Assignment 1 »
Answer these three questions using the account of the Rwandan couple below, one answer per line:
(a) In which city do Diudonne Gatsinga and Emerthe live?
(b) How many years ago did the couple marry?
(c) How many of their eight children are adopted?
Assignment 2 » Pick up the account of the Rwandan couple below after its final sentence and continue it.

(Extract provided Opens)

“We had gone to give a course in Goma, Congo (RDC). Forced to flee because of a volcanic erruption, he had to sell all the furniture quickly, unaware that his wife had hidden her life savings in the family divan! And these periodic misunderstandings caused by a lack of communucation between the couple were not uncommon.” The ones speaking were Diudonne Gatsinga, gynocologist, and Emerthe, economist who live in Kigali, Rwanda. They had been invited by the Synod on the Family as the people in charge of accompanying young families of the Focolare Movement in Congo, Burundi, Kenya and Uganda.
When they were young they had met a group of people who were living the Gospel in a radical way, drawing on the Focolare spirituality. “We took that spirituality for our own, also as a couple,” says Emerthe. “When we married we promised that we would not be closed in on ourselves, but giving of ourselves to others. That was 26 years ago. Now we have eight children, four are adpoted following the Rwandan Genocide. It wasn’t easy to raise eight children in such a difficult and critical social and economic period for our country, and with our painful past experience. But God helped us and now they’re all grown: two of them have already made us the proud grandparents of three children.”

(Extract provided Closes)
(Data to examine Opens)

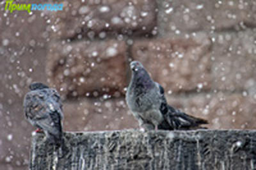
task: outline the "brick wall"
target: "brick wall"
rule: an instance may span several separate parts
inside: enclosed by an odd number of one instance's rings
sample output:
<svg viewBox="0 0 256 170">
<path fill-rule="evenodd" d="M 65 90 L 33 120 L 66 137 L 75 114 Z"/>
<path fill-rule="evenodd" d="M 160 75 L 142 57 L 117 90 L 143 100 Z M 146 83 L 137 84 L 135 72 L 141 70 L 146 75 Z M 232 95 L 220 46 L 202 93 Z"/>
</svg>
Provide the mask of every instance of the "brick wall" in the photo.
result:
<svg viewBox="0 0 256 170">
<path fill-rule="evenodd" d="M 254 1 L 63 3 L 33 15 L 0 5 L 1 169 L 28 166 L 35 128 L 22 100 L 32 81 L 61 92 L 65 130 L 138 127 L 124 98 L 131 59 L 209 128 L 256 128 Z"/>
<path fill-rule="evenodd" d="M 46 73 L 67 100 L 103 96 L 124 103 L 134 59 L 165 88 L 170 104 L 207 119 L 210 128 L 255 127 L 255 2 L 63 3 L 65 10 L 51 18 Z M 92 118 L 89 129 L 99 121 Z"/>
</svg>

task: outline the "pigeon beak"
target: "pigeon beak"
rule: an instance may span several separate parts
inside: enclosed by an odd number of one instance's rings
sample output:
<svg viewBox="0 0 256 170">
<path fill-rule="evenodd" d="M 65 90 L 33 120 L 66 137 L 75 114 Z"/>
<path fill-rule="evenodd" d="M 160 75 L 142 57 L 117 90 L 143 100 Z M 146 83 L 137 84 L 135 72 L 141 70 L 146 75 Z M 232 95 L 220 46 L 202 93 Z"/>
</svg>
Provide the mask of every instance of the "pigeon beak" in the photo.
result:
<svg viewBox="0 0 256 170">
<path fill-rule="evenodd" d="M 135 65 L 131 65 L 131 69 L 132 69 L 132 70 L 134 71 L 134 70 L 135 70 Z"/>
</svg>

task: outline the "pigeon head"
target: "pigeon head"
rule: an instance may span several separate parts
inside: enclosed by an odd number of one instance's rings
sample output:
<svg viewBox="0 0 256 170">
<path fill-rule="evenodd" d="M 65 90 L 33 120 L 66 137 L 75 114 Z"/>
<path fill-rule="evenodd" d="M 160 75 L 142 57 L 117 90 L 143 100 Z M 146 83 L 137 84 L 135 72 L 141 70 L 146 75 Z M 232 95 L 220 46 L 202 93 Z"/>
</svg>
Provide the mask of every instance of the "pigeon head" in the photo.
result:
<svg viewBox="0 0 256 170">
<path fill-rule="evenodd" d="M 141 70 L 144 70 L 143 65 L 138 61 L 132 61 L 130 63 L 130 67 L 132 72 L 140 72 Z"/>
<path fill-rule="evenodd" d="M 132 61 L 130 63 L 131 70 L 132 70 L 132 81 L 135 84 L 143 85 L 144 87 L 150 88 L 154 84 L 150 76 L 143 65 L 138 61 Z"/>
<path fill-rule="evenodd" d="M 29 85 L 29 89 L 31 90 L 42 89 L 47 88 L 49 88 L 49 87 L 42 82 L 32 82 Z"/>
</svg>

(Data to examine Closes)

Task result 1 »
(a) Kigali, Rwanda.
(b) 26 years ago.
(c) Four.

Task result 2 »
They run a clinic together with twenty beds. “Because of my work,” Dieudonne recounts “I’m often in contact with mothers facing difficult pregnancies who would rather have abortions. Even though my days are quite busy, I felt that I should take all the time necessary to listen to those women, reassuring them and telling them about the sacredness of life. I have become the godfather of so many children who were born because of what I had said to their mothers.”
Problems in families are quite common in their area. Women who for many years have been subjected to submission would now like to assert themeselves. “Nowadays in Africa too,” Emerthe underscores, “many young women have access to a higher level of quality education and they no longer tolerate being submitted to men. But the men are not yet ready for a relationship of equality and do not know how to face this new situation with serenity.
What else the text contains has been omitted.